To do >>
Exact copies are required of the lines from the line containing "Reviewer note: confirm that each instance of the white baseboard" through the final line of the listing, both included, and of no other lines.

-- Begin --

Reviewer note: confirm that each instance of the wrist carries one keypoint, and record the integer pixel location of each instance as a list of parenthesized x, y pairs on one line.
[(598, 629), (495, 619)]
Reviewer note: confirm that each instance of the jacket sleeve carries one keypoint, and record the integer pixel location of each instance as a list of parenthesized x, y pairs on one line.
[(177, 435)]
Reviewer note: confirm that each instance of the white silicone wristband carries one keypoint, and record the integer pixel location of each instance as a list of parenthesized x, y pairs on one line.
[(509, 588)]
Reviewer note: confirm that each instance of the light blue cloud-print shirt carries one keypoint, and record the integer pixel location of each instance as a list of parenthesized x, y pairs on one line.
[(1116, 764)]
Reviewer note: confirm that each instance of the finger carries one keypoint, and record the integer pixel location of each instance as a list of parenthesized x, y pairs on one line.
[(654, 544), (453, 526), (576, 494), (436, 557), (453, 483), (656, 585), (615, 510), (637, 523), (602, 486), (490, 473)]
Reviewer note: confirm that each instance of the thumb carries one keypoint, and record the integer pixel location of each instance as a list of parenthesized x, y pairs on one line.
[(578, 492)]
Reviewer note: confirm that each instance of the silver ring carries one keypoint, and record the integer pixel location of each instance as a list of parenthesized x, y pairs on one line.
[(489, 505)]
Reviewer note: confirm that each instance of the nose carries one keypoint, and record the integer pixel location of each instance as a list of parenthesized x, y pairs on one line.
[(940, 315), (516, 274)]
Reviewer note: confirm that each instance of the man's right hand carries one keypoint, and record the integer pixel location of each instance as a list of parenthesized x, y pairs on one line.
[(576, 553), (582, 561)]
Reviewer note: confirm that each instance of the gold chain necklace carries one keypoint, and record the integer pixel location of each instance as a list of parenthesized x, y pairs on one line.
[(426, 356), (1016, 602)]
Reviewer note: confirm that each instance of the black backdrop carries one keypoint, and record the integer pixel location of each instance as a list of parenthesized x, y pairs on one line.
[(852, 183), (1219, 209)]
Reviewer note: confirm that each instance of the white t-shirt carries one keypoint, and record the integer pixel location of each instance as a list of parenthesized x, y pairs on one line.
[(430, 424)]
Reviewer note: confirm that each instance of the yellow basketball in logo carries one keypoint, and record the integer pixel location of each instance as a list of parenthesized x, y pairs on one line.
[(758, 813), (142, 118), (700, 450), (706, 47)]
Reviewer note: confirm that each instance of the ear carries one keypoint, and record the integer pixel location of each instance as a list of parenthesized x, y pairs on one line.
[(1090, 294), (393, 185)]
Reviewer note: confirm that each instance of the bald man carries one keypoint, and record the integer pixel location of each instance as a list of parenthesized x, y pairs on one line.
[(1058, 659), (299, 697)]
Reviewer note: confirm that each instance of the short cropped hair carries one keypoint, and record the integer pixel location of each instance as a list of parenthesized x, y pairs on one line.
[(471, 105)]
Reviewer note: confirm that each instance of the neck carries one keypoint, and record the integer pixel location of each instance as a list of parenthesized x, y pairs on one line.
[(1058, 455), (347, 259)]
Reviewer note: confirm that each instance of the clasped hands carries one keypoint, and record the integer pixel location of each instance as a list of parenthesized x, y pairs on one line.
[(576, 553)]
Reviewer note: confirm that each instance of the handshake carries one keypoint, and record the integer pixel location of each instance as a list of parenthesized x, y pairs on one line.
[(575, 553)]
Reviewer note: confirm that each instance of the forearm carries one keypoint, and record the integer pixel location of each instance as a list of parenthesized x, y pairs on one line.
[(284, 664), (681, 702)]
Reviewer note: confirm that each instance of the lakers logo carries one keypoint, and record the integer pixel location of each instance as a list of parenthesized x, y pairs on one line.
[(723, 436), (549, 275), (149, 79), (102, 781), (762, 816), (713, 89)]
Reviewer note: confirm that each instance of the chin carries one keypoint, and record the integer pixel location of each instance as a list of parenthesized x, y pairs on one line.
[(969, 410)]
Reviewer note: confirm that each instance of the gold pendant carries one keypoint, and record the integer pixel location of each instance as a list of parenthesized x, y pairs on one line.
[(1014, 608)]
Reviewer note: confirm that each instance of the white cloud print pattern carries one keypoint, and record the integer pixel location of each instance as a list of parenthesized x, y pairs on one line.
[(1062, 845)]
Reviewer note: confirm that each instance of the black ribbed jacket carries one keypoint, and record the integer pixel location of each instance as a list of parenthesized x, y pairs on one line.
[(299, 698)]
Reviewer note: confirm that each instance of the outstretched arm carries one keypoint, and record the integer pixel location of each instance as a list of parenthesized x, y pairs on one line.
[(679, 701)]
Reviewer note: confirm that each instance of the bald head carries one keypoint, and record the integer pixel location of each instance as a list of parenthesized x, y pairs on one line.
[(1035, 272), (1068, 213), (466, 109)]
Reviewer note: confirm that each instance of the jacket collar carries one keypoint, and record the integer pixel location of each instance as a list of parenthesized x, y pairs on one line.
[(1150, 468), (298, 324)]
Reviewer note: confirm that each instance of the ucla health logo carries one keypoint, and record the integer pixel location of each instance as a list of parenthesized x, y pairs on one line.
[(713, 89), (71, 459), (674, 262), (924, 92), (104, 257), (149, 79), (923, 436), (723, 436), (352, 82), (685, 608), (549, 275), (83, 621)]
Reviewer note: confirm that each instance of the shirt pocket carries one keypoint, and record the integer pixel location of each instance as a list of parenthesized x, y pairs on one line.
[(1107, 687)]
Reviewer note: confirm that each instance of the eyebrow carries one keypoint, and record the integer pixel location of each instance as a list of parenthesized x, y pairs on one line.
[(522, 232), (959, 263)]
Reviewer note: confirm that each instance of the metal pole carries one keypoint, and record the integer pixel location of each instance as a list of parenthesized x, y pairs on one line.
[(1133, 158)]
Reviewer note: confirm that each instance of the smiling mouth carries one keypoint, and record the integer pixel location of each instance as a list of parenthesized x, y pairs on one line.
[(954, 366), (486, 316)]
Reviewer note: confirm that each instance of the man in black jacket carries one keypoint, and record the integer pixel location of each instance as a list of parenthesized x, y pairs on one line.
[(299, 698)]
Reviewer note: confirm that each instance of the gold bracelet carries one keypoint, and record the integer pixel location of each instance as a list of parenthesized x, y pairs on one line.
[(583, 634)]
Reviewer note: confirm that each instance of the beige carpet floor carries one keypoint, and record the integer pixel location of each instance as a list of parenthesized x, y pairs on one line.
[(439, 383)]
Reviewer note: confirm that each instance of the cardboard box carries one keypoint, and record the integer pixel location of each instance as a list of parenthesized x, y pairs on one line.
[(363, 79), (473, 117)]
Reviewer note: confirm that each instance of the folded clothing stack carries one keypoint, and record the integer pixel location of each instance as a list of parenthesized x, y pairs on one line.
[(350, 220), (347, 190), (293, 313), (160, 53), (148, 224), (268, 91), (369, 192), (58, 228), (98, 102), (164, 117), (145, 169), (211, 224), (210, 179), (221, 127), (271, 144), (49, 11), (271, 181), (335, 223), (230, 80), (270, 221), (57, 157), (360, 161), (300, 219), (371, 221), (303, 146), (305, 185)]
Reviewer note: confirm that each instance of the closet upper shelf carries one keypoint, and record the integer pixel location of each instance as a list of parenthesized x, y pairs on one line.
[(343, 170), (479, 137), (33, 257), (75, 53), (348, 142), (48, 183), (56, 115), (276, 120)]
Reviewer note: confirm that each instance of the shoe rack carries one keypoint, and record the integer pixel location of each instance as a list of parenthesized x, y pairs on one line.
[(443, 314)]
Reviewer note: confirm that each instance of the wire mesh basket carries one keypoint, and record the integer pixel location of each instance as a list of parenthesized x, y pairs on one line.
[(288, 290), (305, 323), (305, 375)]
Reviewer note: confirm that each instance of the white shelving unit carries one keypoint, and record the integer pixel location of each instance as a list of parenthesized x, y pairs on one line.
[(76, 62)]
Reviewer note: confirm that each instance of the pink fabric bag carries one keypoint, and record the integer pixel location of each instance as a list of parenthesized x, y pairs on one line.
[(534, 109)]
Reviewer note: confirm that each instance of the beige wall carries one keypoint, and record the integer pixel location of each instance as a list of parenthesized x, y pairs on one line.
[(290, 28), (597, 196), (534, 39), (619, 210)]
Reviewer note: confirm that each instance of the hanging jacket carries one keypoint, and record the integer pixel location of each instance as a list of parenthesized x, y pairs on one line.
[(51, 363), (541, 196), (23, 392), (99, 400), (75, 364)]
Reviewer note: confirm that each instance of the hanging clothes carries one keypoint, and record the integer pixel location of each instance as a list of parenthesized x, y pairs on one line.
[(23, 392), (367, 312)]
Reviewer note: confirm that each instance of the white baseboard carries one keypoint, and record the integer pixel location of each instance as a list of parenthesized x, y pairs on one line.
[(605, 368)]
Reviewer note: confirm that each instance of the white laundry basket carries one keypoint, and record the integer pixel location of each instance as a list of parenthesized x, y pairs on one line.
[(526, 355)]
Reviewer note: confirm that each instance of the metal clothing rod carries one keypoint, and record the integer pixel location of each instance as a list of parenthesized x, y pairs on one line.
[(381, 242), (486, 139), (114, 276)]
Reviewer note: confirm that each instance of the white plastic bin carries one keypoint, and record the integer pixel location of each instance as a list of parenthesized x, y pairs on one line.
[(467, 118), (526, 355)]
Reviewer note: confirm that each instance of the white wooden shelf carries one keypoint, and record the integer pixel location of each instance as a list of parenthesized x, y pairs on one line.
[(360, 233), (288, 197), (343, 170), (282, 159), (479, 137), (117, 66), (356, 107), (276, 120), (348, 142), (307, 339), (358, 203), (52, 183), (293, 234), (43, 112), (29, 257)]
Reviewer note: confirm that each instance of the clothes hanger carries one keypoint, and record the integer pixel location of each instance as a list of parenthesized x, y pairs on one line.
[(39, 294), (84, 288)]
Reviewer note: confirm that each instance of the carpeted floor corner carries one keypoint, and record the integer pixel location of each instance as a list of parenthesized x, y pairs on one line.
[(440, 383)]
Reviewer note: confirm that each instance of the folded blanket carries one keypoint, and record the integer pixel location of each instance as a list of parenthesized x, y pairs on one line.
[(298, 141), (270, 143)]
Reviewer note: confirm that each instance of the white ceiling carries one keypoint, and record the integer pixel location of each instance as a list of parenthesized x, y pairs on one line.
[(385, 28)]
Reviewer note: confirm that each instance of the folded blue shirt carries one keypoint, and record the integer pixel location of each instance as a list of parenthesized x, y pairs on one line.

-- End --

Result of this task >>
Reviewer note: confirm that each instance of the white baseboard carries one keypoint, and record the integer pixel location of each instance as a list of parenthesized x, y pairs on one line.
[(605, 368)]
Reviewer note: confirm that each instance of the white laundry basket carries one keypoint, and record the integer pixel location of each instance as a list of parenthesized x, y pairs on one line.
[(526, 355)]
Reviewer note: confirm that each instance of the metal clothing rod carries one keypoint, and record the integer pixel location of each instance as a list of parenthesized x, y pairs on one line.
[(381, 242), (486, 139), (114, 276)]
Reviewer note: confirm that each instance of the white plastic bin carries one keypoint, and record the integer pixel location of each instance as a list of parenthesized x, y pairs on one line.
[(467, 118), (526, 355)]
Reviewer note: confirm that each instance of the white wooden shelf carries one keypoint, and record the integer pixel location of each instance as a list of parenthesized x, y pairs on one line.
[(360, 233), (288, 197), (343, 170), (282, 159), (479, 137), (117, 66), (356, 107), (276, 120), (348, 142), (307, 339), (358, 203), (52, 183), (293, 234), (43, 112), (29, 257)]
Reviewer note: confirm that each instance of the clothes hanger carries one keypoint, and record the integer pixel location of each instance as a list of parenthesized x, y pairs on one line.
[(39, 294), (84, 288)]
Reviewer note: confirm that each instance of the carpeted floor corner carries one keypoint, and record the integer pixel location of each instance as a list of parenthesized x, y pairs on one line.
[(440, 383)]
Reviewer note: confirm that each instance of the folded blanket carries one keypoint, and record the integer pixel location of each instance as a list of parenthesized x, y pairs on one line.
[(298, 141), (270, 143)]
Reviewer note: confirm that each instance of the white ceiling carries one keypoint, and record the integer pixel location of each instance as a list of parenthesized x, y pairs on one line.
[(385, 28)]
Reviewer note: confirm that each instance of the folded blue shirt carries one keypoint, and record the integer pixel location of each instance as a list of parenthesized x, y pairs on one line.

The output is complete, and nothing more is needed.